* _Extracted entries_
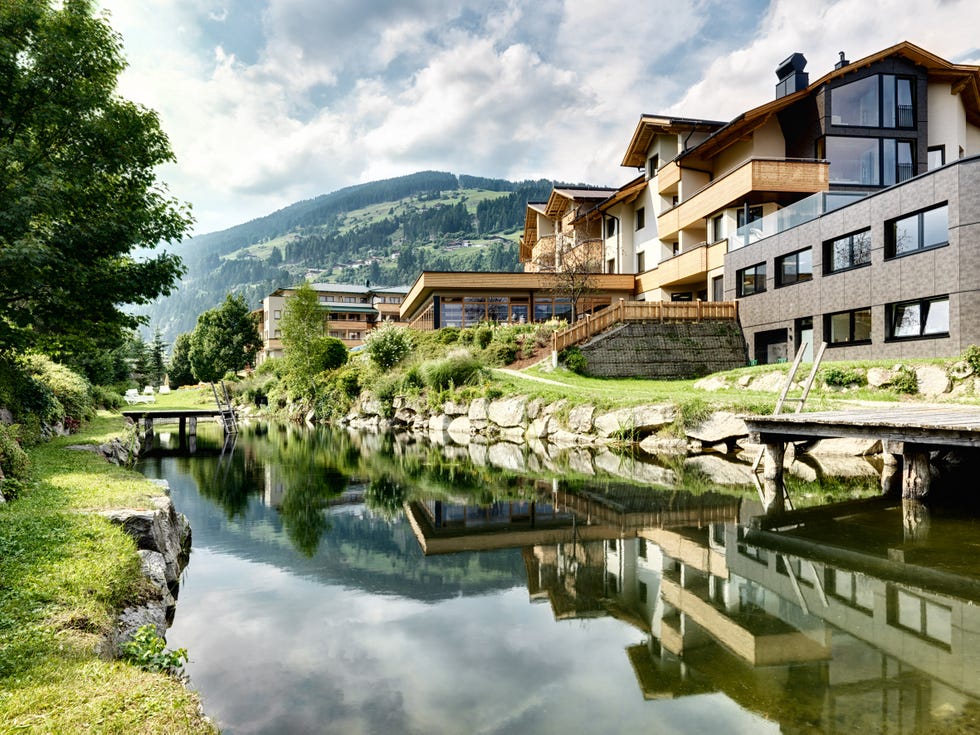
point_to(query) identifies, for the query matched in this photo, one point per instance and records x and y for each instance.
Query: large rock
(722, 426)
(634, 421)
(507, 412)
(933, 380)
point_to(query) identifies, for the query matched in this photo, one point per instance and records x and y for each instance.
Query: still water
(356, 584)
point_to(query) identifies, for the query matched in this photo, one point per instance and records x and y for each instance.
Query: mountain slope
(385, 232)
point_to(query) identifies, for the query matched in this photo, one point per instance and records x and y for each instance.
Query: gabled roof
(965, 79)
(652, 125)
(577, 194)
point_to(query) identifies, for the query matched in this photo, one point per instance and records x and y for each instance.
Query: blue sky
(267, 102)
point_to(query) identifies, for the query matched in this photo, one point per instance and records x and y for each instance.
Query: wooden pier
(907, 431)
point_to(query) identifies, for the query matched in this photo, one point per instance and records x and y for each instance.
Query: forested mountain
(385, 232)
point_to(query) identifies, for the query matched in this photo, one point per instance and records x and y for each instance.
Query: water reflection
(350, 583)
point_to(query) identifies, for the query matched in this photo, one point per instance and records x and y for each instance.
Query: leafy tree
(78, 192)
(226, 339)
(179, 371)
(306, 350)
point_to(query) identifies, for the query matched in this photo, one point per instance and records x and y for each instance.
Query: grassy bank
(65, 573)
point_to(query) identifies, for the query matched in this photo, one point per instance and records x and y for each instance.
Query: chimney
(791, 76)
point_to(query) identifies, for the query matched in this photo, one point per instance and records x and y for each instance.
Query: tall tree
(226, 339)
(79, 195)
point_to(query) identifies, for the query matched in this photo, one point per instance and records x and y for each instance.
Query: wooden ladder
(228, 420)
(800, 401)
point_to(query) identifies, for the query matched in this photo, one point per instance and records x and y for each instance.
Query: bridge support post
(772, 478)
(916, 472)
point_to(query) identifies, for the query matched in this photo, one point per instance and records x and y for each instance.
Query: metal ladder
(229, 422)
(800, 401)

* _Task instructions_
Quote every record above exactly, leaving out the pictures.

* _Solution_
point_to(query) identifies, for the query matched in this photo, one point per instance and records x and y for each instance.
Query: large rock
(722, 426)
(634, 421)
(507, 412)
(933, 380)
point_to(query) identifies, for the query matched in this photo, one point per instance and records x and y for each instance.
Query: still water
(356, 584)
point_to(query) identifies, for the query matched in this photo, one point per instance and records x and y for each instance.
Query: mountain slope
(385, 232)
point_to(query) identifies, for the query matched in this photo, one point per instance and records x and y for each instance.
Query: gabled roof
(965, 79)
(652, 125)
(577, 194)
point_to(query) identifies, for the query matched in this photo, one point per instance and records x and y for each instance.
Query: blue sky
(267, 102)
point_to(query) identifies, for the query matched in this photo, one point per instance and records x and y for each instance.
Query: wooden pier
(907, 431)
point_to(query) identifies, for the query matched in this photo, one point per instance and records x and y for each instance.
Query: forested mountain
(385, 232)
point_to(query) identifies, for the query matched in this photo, one point per instance and records x and y for each instance.
Query: water reflection
(350, 583)
point_to(query) identifies, for the query matched in this photo, one point per instance and records x and y for each instance.
Query: leafy tree
(78, 192)
(226, 339)
(179, 371)
(306, 350)
point_to(query) identifies, for the query matched in this photo, one point per instance and records x and y for each instance.
Query: grassy bank
(65, 573)
point_to(query) identifies, for the query matched in this photo, one point per instance and records x and y for each instance.
Query: chimney
(791, 76)
point_to(query) identifies, for the query matched in this photo, one point per instance and records x and y for each instance.
Query: tall tree
(226, 339)
(79, 195)
point_to(query) identifies, for the query matched in this photo, one point per instance and records x and y for each instance.
Query: wooden ladder
(228, 420)
(800, 401)
point_to(query) identifies, for the query matched in this photo, one point per instance and records x and y for each instance.
Query: bridge support post
(772, 478)
(916, 472)
point_to(query) identifies, for the query matched in this photo, one point per instance and records x and y for each instance.
Query: metal ladder
(229, 422)
(800, 401)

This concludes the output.